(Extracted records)
┄┄┄┄┄┄┄┄┄┄

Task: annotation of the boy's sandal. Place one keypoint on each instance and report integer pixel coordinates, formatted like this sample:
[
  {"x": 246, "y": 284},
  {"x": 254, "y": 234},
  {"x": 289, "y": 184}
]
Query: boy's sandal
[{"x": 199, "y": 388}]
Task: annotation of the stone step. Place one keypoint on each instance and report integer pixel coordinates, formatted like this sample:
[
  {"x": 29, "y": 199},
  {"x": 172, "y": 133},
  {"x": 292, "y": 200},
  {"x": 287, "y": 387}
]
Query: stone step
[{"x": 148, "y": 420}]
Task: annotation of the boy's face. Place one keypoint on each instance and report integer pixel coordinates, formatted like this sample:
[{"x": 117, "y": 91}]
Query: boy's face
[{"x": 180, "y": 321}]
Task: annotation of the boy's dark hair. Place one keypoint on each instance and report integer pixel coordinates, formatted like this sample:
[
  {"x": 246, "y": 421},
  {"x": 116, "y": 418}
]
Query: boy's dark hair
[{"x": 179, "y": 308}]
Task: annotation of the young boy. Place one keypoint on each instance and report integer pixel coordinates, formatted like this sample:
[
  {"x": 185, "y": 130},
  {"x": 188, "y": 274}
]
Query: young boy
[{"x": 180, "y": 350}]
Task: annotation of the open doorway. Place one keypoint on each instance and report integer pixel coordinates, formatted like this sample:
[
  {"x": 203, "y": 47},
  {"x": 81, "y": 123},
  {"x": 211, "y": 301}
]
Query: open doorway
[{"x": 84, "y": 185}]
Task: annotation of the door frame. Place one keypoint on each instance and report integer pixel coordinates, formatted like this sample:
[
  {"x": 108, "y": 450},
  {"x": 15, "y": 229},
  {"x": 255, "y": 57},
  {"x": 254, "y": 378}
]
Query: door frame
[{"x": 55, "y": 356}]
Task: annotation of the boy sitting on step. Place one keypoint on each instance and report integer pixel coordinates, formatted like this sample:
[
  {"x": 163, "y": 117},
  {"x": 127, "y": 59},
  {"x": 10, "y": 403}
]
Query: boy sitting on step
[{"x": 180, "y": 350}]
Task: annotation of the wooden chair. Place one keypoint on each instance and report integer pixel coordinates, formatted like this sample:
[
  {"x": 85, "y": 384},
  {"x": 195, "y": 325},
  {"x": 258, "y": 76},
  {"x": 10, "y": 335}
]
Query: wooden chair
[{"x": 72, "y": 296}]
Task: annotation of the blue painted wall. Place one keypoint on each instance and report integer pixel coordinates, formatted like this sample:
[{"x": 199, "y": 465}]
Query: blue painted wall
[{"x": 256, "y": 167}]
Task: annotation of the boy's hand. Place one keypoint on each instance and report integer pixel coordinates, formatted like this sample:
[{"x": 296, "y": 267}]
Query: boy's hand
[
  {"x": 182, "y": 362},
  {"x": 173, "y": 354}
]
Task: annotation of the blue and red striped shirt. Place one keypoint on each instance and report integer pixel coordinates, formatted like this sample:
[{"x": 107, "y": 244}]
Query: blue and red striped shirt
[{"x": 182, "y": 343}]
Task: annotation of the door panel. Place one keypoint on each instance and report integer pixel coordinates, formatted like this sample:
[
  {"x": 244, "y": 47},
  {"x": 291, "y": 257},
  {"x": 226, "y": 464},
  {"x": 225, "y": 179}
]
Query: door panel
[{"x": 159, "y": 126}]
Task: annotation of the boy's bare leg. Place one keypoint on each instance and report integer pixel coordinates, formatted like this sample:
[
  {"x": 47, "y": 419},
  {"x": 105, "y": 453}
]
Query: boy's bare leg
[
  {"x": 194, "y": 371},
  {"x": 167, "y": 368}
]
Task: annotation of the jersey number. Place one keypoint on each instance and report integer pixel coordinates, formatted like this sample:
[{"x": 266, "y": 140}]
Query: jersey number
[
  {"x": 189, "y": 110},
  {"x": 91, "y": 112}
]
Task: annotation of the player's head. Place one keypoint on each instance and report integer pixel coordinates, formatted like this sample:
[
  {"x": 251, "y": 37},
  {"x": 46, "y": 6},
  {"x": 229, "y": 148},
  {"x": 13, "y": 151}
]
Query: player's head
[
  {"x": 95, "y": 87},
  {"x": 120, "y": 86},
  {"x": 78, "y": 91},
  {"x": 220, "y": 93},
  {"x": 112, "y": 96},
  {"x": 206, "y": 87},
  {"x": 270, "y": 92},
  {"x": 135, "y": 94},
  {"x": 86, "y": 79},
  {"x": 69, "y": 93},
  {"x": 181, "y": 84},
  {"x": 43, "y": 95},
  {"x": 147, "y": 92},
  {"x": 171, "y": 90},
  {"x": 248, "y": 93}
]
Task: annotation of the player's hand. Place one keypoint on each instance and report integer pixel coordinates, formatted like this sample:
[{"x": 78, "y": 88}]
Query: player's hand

┄┄┄┄┄┄┄┄┄┄

* [What you need to do] Transcribe the data above in full, exactly as it appears.

* [Response box]
Task: annotation of the boy's sandal. Place one keypoint on each instance and report integer pixel coordinates, formatted like this sample:
[
  {"x": 246, "y": 284},
  {"x": 254, "y": 234},
  {"x": 289, "y": 184}
]
Query: boy's sandal
[{"x": 199, "y": 388}]
Task: annotation of the stone step. Place one keypoint on each instance and report integer pixel coordinates, formatted like this sample:
[
  {"x": 29, "y": 199},
  {"x": 172, "y": 133},
  {"x": 292, "y": 200},
  {"x": 287, "y": 387}
]
Query: stone step
[{"x": 148, "y": 420}]
Task: annotation of the boy's face. Place one keypoint on each instance and report integer pixel coordinates, formatted like this sample:
[{"x": 117, "y": 91}]
Query: boy's face
[{"x": 180, "y": 321}]
Task: annotation of the boy's dark hair. Place one keypoint on each instance and report integer pixel coordinates, formatted like this sample:
[
  {"x": 246, "y": 421},
  {"x": 116, "y": 418}
]
Query: boy's dark hair
[{"x": 179, "y": 308}]
Task: annotation of the young boy. Place one keypoint on each instance and report integer pixel coordinates, formatted like this sample:
[
  {"x": 185, "y": 130},
  {"x": 188, "y": 274}
]
Query: young boy
[{"x": 180, "y": 350}]
Task: annotation of the open doorway. Place one keypoint on each instance and report integer pixel coordinates, formatted like this sample:
[
  {"x": 203, "y": 47},
  {"x": 81, "y": 123},
  {"x": 211, "y": 301}
]
Query: open doorway
[{"x": 84, "y": 185}]
Task: annotation of the door frame. Place one keypoint on each instance and report integer pixel coordinates, formatted like this sample:
[
  {"x": 108, "y": 450},
  {"x": 15, "y": 229},
  {"x": 255, "y": 57},
  {"x": 254, "y": 378}
]
Query: door frame
[{"x": 55, "y": 356}]
Task: annotation of the boy sitting on step. Place one keypoint on each instance and report integer pixel coordinates, formatted like this sample:
[
  {"x": 163, "y": 117},
  {"x": 127, "y": 59},
  {"x": 10, "y": 403}
]
Query: boy sitting on step
[{"x": 180, "y": 350}]
Task: annotation of the wooden chair. Place one keypoint on each instance and report integer pixel coordinates, formatted like this sample:
[
  {"x": 85, "y": 384},
  {"x": 195, "y": 325},
  {"x": 258, "y": 76},
  {"x": 10, "y": 335}
]
Query: wooden chair
[{"x": 72, "y": 296}]
Task: annotation of the blue painted wall. Place one keypoint on each instance and report integer pixel coordinates, formatted like this sample:
[{"x": 199, "y": 465}]
Query: blue painted wall
[{"x": 256, "y": 167}]
Task: annotation of the boy's hand. Place one keypoint on each instance and report integer pixel coordinates, formatted like this sample:
[{"x": 296, "y": 267}]
Query: boy's hand
[
  {"x": 182, "y": 362},
  {"x": 173, "y": 354}
]
Task: annotation of the blue and red striped shirt. Place one keypoint on each instance and report integer pixel coordinates, formatted like this sample:
[{"x": 107, "y": 244}]
Query: blue and red striped shirt
[{"x": 182, "y": 343}]
Task: annotation of the door panel. Place one keypoint on each instance and report integer pixel coordinates, formatted like this sample:
[
  {"x": 244, "y": 47},
  {"x": 291, "y": 257},
  {"x": 226, "y": 464},
  {"x": 225, "y": 179}
]
Query: door panel
[{"x": 159, "y": 126}]
Task: annotation of the boy's bare leg. Place one keypoint on each instance and report integer pixel coordinates, formatted like this sample:
[
  {"x": 47, "y": 419},
  {"x": 105, "y": 453}
]
Query: boy's bare leg
[
  {"x": 194, "y": 371},
  {"x": 167, "y": 368}
]
Task: annotation of the jersey number. Place one keypoint on each instance and report integer pixel coordinates, formatted like this sample:
[{"x": 266, "y": 140}]
Query: jersey number
[
  {"x": 189, "y": 110},
  {"x": 91, "y": 112}
]
Task: annotation of the player's head. Place one keypoint on each instance and report integer pixel coordinates, formatted like this sample:
[
  {"x": 251, "y": 37},
  {"x": 46, "y": 6},
  {"x": 229, "y": 148},
  {"x": 13, "y": 151}
]
Query: player's head
[
  {"x": 95, "y": 87},
  {"x": 120, "y": 86},
  {"x": 78, "y": 91},
  {"x": 220, "y": 93},
  {"x": 112, "y": 96},
  {"x": 206, "y": 87},
  {"x": 270, "y": 92},
  {"x": 135, "y": 94},
  {"x": 86, "y": 79},
  {"x": 69, "y": 93},
  {"x": 181, "y": 84},
  {"x": 43, "y": 95},
  {"x": 147, "y": 92},
  {"x": 171, "y": 90},
  {"x": 248, "y": 93}
]
Task: annotation of the player's hand. Place one keypoint on each instance and report integer pixel coordinates, formatted like this sample:
[{"x": 78, "y": 88}]
Query: player's hand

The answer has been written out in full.